Extracted text =
▽
Anonymous guest post
My life has been a pendulum swinging back and forth between good and bad times. Up and down. I didn’t like the “down” part, but I learned a lot. What doesn’t kill you makes you stronger, right?
Phillis was my first girlfriend. She was 10 years older than me. We lived together for almost three years when she decided she to have gastric bypass surgery. The weight started coming off. She began to straighten her hair. She loved to go out and flaunt her newfound, curvy body. Guys flirted with her and she loved the attention. However, her new nice figure didn’t change the way she saw herself. Inside, she was still insecure.
After we got married, I got diagnosed with narcolepsy, which is a condition where I would sleep most of the day. I wasn’t the ideal husband at the time either. I had communication problems. I would get mad at her and go into a state of isolation and depression for up to four days.
Suddenly, she connected with a long lost-friend, Candy. She was full of drama and trouble. I don’t blame Candy for our marital problems, but it was clearly at this point that our marriage went downhill. Every weekend we would go out to Candy’s house to party. They had a hot tub. We would party till sunrise. One night I arrived late and everyone was naked in the hot tub. Up until that point, I didn’t doubted Phillis’ fidelity. Soon after, I found out through my step daughter’s Facebook Messenger that Phillis cheated on me. She used her daughter’s messenger to keep it secret. It had been going on for some time. When I confronted her about it, she just said I could have sex with other women, as if that would solve the problem. So, to feel better about myself and to get even with Phillis, I had my own affair. Our relationship got very weird at this point. I fell so far from God. And I felt really bad about it all.
△
Entries provided =
▽
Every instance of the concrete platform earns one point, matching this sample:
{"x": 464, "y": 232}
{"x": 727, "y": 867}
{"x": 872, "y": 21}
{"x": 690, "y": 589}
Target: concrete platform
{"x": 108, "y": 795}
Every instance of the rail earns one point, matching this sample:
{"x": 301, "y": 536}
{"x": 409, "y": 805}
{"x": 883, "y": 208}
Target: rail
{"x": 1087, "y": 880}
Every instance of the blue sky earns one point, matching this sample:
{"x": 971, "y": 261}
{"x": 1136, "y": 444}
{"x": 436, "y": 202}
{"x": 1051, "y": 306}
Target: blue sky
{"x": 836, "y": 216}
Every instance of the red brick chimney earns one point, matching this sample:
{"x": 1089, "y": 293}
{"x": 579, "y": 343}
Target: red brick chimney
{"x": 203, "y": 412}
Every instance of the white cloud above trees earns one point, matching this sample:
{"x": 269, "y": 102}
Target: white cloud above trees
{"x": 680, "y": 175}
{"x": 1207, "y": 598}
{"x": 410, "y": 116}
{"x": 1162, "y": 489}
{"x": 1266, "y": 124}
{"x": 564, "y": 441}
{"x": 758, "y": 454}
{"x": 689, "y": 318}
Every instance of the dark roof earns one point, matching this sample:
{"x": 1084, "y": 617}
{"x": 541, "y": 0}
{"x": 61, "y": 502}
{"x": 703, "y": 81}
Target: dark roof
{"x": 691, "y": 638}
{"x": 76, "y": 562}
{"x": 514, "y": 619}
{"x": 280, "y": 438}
△
Required work =
1 - According to the anonymous guest post, how did the writer learn that Phillis had cheated?
2 - Extend the anonymous guest post about the writer's marriage to Phillis, starting after its last sentence.
The records have nothing to do with what is asked here.

Results for the exercise =
1 - Through the writer's stepdaughter's Facebook Messenger, which Phillis used to keep the affair secret.

2 -
I started abusing my prescription medication. However, it didn’t help It just caused more anxiety.
We planned a trip on the 4th of July out to Algonna with Candy and her husband. However, I had a nervous breakdown because of the cheating and the abuse of the medication.
I went into rehab for a week. Phyllis went to Algonna without me while I was in rehab. We decided to separate. We promised to be faithful to each other while we were separated. However, it was an empty promise.
We got back together. Then she cheated on me, again. By this time, the love was gone. It was replaced by negativity and harsh words. “WHATEVER” was her standard response to me. She said it at least 10 times a day. It had got so bad that whenever someone else said “whatever”, I would instantly feel deeply hurt.
Finally, she filed for divorce. I didn’t want to give up, so I tried to persuade her to go to marital counseling with me. But she refused. So, I granted her the divorce.
I was broken. However, God brought me back to Him with the pain of divorce. I heard this pain as a wake up call.To turn my life around. My unhealthy lifestyle was hurting me. I started going to church, reading in the Word, and helping people. Helping other people through tough times has helped me change my path in life. I find satisfaction and hope in helping others.
Divorce was a horrible experience, but I am grateful for the wake up call.